*GOAL 1*
Please print, word for word, the part of the cache coherence text that opens with the words containing "The invention relates to high-speed" and closes with "coherency also increases.".

The invention relates to high-speed point-to-point link networks. More particularly, the invention relates to how a messaging protocol may be applied for implementing a coherent memory system with an interconnect architecture utilizing point-to-point links. For example, the described cache coherence protocol facilitates and supports systems ranging from a single-socket up through and greater than sixty four socket segments.
When an electronic system includes multiple cache memories, the validity of the data available for use must be maintained. This is typically accomplished by manipulating data according to a cache coherency protocol. As the number of caches and/or processors increases, the complexity of maintaining cache coherency also increases.
When multiple components (e.g., a cache memory, a processor) request the same block of data the conflict between the multiple components must be resolved in a manner that maintains the validity of the data. Current cache coherency protocols typically have a single component that is responsible for conflict resolution. However, as the complexity of the system increases, reliance on a single component for conflict resolution can decrease overall system performance.
A messaging protocol defines a set of allowed messages between agents, such as, caching and home agents. Likewise, the messaging protocol allows for a permissive set of valid message interleavings. However, the messaging protocol is not equivalent to a cache coherence protocol. In contrast, the messaging protocol serves the purpose of establishing the "words and grammar of the language". Consequently, the messaging protocol defines the set of messages that caching agents must send and receive during various phases of a transaction. In contrast to a messaging protocol, an algorithm (cache coherence protocol) is applied to a home agent for coordinating and organizing the requests, resolving conflicts, and interacting with caching agents.
There are two basic schemes for providing cache coherence, snooping (now often called Symmetric MultiProcessing SMP) and directories (often called Distributed Shared Memory DSM). The fundamental difference has to do with placement and access to the meta-information, that is, the information about where copies of a cache line are stored.
For snooping caches the information is distributed with the cached copies themselves, that is, each valid copy of a cache line is held by a unit that must recognize its responsibility whenever any node requests permission to access the cache line in a new way. Someplace—usually at a fixed location—is a repository where the data is stored when it is uncached. This location may contain a valid copy even when the line is cached. However, the location of this node is generally unknown to requesting nodes—the requesting nodes simply broadcast the address of a requested cache line, along with permissions needed, and all nodes that might have a copy must respond to assure that consistency is maintained, with the node containing the uncached copy responding if no other (peer) node responds.
For directory-based schemes, in addition to a fixed place where the uncached data is stored, there is a fixed location, the directory, indicating where cached copies reside. In order to access a cache line in a new way, a node must communicate with the node containing the directory, which is usually the same node containing the uncached data repository, thus allowing the responding node to provide the data when the main storage copy is valid. Such a node is referred to as the Home node.
The directory may be distributed in two ways. First, main storage data (the uncached repository) is often distributed among nodes, with the directory distributed in the same way. Secondly, the meta-information itself may be distributed, keeping at the Home node as little information as whether the line is cached, and if so, where a single copy resides. SCI, for example, uses this scheme, with each node that contains a cached copy maintaining links to other nodes with cached copies, thus collectively maintaining a complete directory.

*DATA SECTION*
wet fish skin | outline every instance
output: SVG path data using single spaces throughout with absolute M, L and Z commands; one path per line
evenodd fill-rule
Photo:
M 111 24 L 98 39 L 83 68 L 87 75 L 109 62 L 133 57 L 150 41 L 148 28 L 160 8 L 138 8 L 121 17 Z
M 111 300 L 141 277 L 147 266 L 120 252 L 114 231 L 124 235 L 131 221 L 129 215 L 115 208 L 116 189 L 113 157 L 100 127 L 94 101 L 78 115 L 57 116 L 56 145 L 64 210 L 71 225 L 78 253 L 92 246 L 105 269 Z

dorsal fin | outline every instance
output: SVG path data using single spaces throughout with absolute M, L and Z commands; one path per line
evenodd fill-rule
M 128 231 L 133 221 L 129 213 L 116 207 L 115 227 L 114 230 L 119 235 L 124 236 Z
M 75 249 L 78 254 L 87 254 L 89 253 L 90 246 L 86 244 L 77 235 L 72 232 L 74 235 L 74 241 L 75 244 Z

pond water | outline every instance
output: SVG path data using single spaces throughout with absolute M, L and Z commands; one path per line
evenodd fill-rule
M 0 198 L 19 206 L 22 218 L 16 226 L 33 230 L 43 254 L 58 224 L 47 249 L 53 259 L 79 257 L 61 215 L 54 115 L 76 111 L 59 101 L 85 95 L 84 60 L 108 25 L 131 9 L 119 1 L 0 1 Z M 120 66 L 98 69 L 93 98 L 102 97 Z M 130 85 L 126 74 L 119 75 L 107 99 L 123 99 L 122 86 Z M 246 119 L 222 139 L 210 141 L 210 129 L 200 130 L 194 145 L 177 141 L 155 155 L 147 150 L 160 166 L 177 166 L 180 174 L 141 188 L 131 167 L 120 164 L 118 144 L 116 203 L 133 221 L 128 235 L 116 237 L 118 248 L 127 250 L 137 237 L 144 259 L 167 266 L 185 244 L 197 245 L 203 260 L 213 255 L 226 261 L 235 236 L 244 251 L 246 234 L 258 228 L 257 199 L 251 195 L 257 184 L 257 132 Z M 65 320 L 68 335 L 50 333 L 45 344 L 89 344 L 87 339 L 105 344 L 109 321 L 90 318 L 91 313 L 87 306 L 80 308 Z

*GOAL 2*
Edit the part of the entries that opens with the line containing "pond water | outline every instance" and closes with the last line of the entries, replacing "pond water" with "lake water" and keeping everything else the same. Return only that part.

*CORRECT RESPONSE 1*
The invention relates to high-speed point-to-point link networks. More particularly, the invention relates to how a messaging protocol may be applied for implementing a coherent memory system with an interconnect architecture utilizing point-to-point links. For example, the described cache coherence protocol facilitates and supports systems ranging from a single-socket up through and greater than sixty four socket segments.
When an electronic system includes multiple cache memories, the validity of the data available for use must be maintained. This is typically accomplished by manipulating data according to a cache coherency protocol. As the number of caches and/or processors increases, the complexity of maintaining cache coherency also increases.

*CORRECT RESPONSE 2*
lake water | outline every instance
output: SVG path data using single spaces throughout with absolute M, L and Z commands; one path per line
evenodd fill-rule
M 0 198 L 19 206 L 22 218 L 16 226 L 33 230 L 43 254 L 58 224 L 47 249 L 53 259 L 79 257 L 61 215 L 54 115 L 76 111 L 59 101 L 85 95 L 84 60 L 108 25 L 131 9 L 119 1 L 0 1 Z M 120 66 L 98 69 L 93 98 L 102 97 Z M 130 85 L 126 74 L 119 75 L 107 99 L 123 99 L 122 86 Z M 246 119 L 222 139 L 210 141 L 210 129 L 200 130 L 194 145 L 177 141 L 155 155 L 147 150 L 160 166 L 177 166 L 180 174 L 141 188 L 131 167 L 120 164 L 118 144 L 116 203 L 133 221 L 128 235 L 116 237 L 118 248 L 127 250 L 137 237 L 144 259 L 167 266 L 185 244 L 197 245 L 203 260 L 213 255 L 226 261 L 235 236 L 244 251 L 246 234 L 258 228 L 257 199 L 251 195 L 257 184 L 257 132 Z M 65 320 L 68 335 L 50 333 L 45 344 L 89 344 L 87 339 L 105 344 L 109 321 L 90 318 L 91 313 L 87 306 L 80 308 Z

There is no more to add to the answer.